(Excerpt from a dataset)
◇ ◇ ◇ ◇
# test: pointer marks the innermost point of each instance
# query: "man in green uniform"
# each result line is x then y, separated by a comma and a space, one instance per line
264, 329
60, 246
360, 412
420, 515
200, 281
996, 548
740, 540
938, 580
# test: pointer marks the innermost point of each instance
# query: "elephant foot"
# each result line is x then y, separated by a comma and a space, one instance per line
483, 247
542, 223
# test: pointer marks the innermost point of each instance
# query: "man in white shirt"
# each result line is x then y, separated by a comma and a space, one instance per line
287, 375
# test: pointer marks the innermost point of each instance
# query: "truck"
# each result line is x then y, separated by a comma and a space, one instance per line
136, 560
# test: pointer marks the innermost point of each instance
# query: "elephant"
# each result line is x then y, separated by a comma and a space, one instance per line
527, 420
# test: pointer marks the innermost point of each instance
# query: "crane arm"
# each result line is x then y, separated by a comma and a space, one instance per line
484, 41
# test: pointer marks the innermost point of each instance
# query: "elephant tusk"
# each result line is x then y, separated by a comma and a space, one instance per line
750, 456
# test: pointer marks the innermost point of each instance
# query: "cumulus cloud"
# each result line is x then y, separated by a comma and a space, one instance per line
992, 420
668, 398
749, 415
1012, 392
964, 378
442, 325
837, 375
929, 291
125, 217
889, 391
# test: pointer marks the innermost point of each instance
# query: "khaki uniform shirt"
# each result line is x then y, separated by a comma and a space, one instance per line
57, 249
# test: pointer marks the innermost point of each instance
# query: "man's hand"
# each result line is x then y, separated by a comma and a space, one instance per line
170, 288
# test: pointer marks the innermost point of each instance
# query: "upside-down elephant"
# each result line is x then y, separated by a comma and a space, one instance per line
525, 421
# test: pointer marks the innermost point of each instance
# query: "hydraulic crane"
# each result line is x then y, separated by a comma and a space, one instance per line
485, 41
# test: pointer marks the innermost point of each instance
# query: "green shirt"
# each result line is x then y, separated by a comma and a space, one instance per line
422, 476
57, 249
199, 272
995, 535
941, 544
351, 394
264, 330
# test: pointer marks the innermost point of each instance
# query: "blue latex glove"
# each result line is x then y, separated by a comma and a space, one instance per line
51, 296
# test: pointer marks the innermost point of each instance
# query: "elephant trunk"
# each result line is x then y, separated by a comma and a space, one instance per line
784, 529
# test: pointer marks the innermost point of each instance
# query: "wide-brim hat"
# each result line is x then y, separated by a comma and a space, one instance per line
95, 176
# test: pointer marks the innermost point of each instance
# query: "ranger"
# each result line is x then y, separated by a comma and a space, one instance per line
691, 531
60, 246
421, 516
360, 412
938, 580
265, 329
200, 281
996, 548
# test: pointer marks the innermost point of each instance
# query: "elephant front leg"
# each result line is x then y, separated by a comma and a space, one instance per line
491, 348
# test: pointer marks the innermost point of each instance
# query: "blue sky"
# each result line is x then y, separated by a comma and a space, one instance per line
◇ ◇ ◇ ◇
Your objective
Retype all of the material above with every character intact.

Task solution
# test: pointer marks the innermost point of each instance
# query: "man in green uniform"
# each result line is x then y, separated by a comma and a space, one instance per line
264, 329
60, 246
360, 412
420, 515
200, 281
996, 548
740, 540
938, 580
# test: pointer marks the innermost point of each instance
# query: "elephant foot"
# each result line is x then y, separated by a comma and a space, one instance per line
483, 247
542, 223
# test: pointer marks the innermost point of each instance
# query: "man in white shirt"
# each result line is x then y, separated by a comma and a space, one instance per line
287, 375
# test: pointer marks the innermost point of each instance
# query: "truck"
# each result line is x then y, separated by a comma and a space, one instance per line
136, 560
# test: pointer marks the innermost point of each instance
# query: "elephant"
# each result line is x then y, separated by a comma and a space, one instance per line
527, 420
# test: pointer marks the innermost point of each instance
# query: "crane arm"
# each result line is x then y, separated by a comma and a space, one instance per line
484, 41
# test: pointer marks the innermost point of each instance
# query: "elephant tusk"
# each result line is x then y, separated by a comma and a space, one instance per line
750, 456
# test: pointer marks the innermost point of each instance
# query: "cumulus cloud"
# each result line is x then y, separated by a comma and a space, one instance per line
992, 420
668, 398
749, 415
1012, 392
964, 378
442, 325
837, 375
929, 291
125, 217
889, 391
# test: pointer marks the innermost point of each instance
# query: "khaki uniform shirt"
# each result line is x then y, separated by a comma and a space, one instance per line
57, 249
# test: pointer marks the innermost point of each instance
# query: "man's hand"
# each result line is x then y, separated by a comma and a space, one instance per line
170, 288
# test: pointer marks the innermost point of each instance
# query: "upside-down elephant"
# each result line is x then y, separated by a comma and a space, one instance per line
525, 421
# test: pointer marks the innermost point of each instance
# query: "hydraulic crane"
# each result line is x then y, separated by a comma and a space, one instance per line
485, 41
# test: pointer marks the innermost point of each instance
# query: "green shirt"
# each result line is x then y, separated by a comma and a space, one instance per line
422, 476
57, 249
199, 272
995, 535
941, 544
351, 394
264, 330
# test: pointer marks the innermost point of each instance
# query: "blue latex glove"
# each result line is x then y, separated by a comma and a space, one instance per line
51, 296
# test: pointer marks the innermost point of each instance
# query: "elephant trunk"
# each result line is x then y, separated by a comma and a space, one instance per line
784, 529
# test: pointer marks the innermost point of each instance
# query: "wide-brim hat"
# each result line is x then y, separated by a comma and a space, one instance per line
95, 176
# test: pointer marks the innermost point of each instance
# query: "ranger"
# each result line is x then y, separated by a comma and a space, one instance per line
691, 531
60, 246
421, 516
360, 412
938, 580
265, 329
200, 281
996, 548
# test: pointer marks the innermost point of each instance
# query: "elephant front leg"
# each result line is x then y, separated by a comma and a space, one instance per line
491, 348
# test: pointer marks the innermost point of each instance
# query: "blue sky"
# each result line is x then y, separated by a comma and a space, one instance per line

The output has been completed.